## WHAT IS ASKED
Write out precisely the lines beginning with the line that contains "striped shirt in the picture above?" and ending with the last line of the entries, and no other lines.

-- -- --

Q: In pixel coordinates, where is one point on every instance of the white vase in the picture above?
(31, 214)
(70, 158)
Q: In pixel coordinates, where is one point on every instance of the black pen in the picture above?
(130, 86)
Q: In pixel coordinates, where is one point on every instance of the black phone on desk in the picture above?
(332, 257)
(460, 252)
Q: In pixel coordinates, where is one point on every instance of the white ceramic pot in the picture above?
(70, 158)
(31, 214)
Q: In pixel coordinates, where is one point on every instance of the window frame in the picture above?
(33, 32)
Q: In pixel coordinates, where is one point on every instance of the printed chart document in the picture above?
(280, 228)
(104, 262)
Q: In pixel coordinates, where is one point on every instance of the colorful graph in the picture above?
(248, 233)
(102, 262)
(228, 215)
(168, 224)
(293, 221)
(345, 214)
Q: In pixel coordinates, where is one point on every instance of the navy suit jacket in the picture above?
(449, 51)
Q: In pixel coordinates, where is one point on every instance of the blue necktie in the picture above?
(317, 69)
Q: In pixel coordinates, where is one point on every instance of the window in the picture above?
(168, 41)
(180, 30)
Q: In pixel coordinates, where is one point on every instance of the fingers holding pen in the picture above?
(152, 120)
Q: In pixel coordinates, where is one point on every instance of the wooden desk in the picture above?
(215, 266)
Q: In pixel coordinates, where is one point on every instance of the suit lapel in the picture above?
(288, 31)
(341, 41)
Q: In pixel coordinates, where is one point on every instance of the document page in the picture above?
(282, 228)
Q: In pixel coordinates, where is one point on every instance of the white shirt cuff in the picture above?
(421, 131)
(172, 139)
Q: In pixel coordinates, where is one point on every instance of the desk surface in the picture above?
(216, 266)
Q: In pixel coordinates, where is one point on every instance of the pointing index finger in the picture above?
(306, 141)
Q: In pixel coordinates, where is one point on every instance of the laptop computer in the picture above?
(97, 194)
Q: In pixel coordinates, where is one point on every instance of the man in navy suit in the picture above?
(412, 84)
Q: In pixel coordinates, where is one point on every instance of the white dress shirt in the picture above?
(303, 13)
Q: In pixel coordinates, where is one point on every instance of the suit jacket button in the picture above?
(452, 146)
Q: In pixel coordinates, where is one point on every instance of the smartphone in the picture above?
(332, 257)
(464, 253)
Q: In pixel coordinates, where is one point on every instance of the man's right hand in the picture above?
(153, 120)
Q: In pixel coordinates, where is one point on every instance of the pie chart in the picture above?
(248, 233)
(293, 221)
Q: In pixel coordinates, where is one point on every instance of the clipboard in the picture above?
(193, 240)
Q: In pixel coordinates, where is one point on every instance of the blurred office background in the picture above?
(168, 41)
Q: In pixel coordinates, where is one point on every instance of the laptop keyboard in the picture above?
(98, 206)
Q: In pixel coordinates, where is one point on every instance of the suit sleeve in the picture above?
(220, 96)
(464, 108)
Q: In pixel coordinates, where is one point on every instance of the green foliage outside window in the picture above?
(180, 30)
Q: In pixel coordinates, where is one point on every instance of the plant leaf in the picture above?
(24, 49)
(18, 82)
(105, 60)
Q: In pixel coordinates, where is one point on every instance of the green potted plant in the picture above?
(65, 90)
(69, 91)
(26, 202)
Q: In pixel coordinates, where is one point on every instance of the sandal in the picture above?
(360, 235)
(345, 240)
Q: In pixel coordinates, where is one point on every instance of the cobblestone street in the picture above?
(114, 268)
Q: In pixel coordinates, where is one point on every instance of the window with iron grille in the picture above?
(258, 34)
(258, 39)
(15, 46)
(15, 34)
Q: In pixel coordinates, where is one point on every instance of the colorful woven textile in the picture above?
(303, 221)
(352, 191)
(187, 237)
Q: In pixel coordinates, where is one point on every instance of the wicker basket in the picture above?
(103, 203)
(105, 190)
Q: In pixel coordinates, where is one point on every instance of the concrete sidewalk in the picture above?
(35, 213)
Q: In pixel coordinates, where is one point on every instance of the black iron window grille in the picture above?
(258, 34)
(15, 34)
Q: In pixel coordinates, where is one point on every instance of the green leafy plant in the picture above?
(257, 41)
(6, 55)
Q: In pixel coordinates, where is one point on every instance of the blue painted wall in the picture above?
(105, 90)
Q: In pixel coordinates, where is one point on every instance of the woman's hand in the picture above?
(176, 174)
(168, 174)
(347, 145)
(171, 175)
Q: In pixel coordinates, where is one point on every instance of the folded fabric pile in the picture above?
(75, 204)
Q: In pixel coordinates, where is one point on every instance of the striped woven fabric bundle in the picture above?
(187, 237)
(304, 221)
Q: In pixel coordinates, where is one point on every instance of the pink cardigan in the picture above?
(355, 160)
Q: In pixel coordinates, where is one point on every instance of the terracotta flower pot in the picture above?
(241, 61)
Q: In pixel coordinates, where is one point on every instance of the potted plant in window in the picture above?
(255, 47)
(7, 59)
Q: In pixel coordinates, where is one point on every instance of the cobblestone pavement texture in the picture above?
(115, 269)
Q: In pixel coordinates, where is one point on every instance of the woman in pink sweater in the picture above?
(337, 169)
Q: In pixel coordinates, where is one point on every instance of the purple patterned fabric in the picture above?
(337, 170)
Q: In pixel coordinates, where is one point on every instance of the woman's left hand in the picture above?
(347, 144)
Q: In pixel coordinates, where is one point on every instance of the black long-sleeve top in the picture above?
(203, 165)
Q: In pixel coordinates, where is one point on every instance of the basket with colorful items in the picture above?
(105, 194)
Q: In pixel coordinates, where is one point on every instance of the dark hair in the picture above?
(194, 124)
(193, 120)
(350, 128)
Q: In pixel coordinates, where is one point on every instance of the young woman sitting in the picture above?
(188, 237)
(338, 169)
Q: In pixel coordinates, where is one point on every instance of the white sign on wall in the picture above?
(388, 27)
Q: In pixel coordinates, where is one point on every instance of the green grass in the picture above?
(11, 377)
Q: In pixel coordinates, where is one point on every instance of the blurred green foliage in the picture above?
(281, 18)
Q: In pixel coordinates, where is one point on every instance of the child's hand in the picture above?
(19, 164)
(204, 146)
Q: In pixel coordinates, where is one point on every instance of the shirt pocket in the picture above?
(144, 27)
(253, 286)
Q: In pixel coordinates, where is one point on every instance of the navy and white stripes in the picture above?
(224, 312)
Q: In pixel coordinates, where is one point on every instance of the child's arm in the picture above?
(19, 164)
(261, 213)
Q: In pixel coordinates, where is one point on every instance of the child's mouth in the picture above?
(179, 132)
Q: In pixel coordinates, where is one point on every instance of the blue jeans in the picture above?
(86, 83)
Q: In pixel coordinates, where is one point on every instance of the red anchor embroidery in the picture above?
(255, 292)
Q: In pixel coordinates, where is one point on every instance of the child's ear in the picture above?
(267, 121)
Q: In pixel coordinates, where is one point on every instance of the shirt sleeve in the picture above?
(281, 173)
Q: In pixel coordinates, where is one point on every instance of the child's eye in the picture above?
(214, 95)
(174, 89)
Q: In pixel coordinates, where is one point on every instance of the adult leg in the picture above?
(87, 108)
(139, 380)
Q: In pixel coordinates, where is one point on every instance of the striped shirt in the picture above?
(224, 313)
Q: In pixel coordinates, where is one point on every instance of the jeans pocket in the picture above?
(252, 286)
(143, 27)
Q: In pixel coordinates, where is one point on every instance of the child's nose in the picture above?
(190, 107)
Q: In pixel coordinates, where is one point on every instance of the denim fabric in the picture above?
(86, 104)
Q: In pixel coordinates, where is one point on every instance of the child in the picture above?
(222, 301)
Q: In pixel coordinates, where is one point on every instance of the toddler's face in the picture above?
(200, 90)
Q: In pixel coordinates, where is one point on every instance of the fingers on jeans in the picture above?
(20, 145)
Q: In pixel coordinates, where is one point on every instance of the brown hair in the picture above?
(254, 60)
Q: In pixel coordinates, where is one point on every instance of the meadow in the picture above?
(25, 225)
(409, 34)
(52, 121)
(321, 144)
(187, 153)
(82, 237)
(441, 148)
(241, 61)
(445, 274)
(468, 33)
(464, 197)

-- -- --

## THE SOLUTION
Q: In pixel coordinates, where is one point on every instance of the striped shirt in the picture above?
(224, 313)
Q: In pixel coordinates, where is one point on every instance of the jeans pocket in the picture above?
(252, 286)
(143, 27)
Q: In pixel coordinates, where is one point on every instance of the child's nose in the picture above?
(190, 107)
Q: In pixel coordinates, where is one point on every instance of the denim fabric in the picture above?
(86, 104)
Q: In pixel coordinates, where is one point on every instance of the child in the picture above?
(222, 301)
Q: In pixel coordinates, where is one point on every instance of the toddler's face in the picture above?
(200, 90)
Q: In pixel coordinates, where is one point on every instance of the fingers on jeans in the picture above?
(20, 145)
Q: In pixel coordinates, where is one point on every instance of the brown hair in the picture above?
(254, 60)
Q: In pixel coordinates, where is one point on every instance of the meadow in the picture above?
(25, 225)
(409, 34)
(52, 121)
(321, 144)
(187, 153)
(82, 237)
(441, 148)
(241, 61)
(445, 274)
(468, 33)
(464, 197)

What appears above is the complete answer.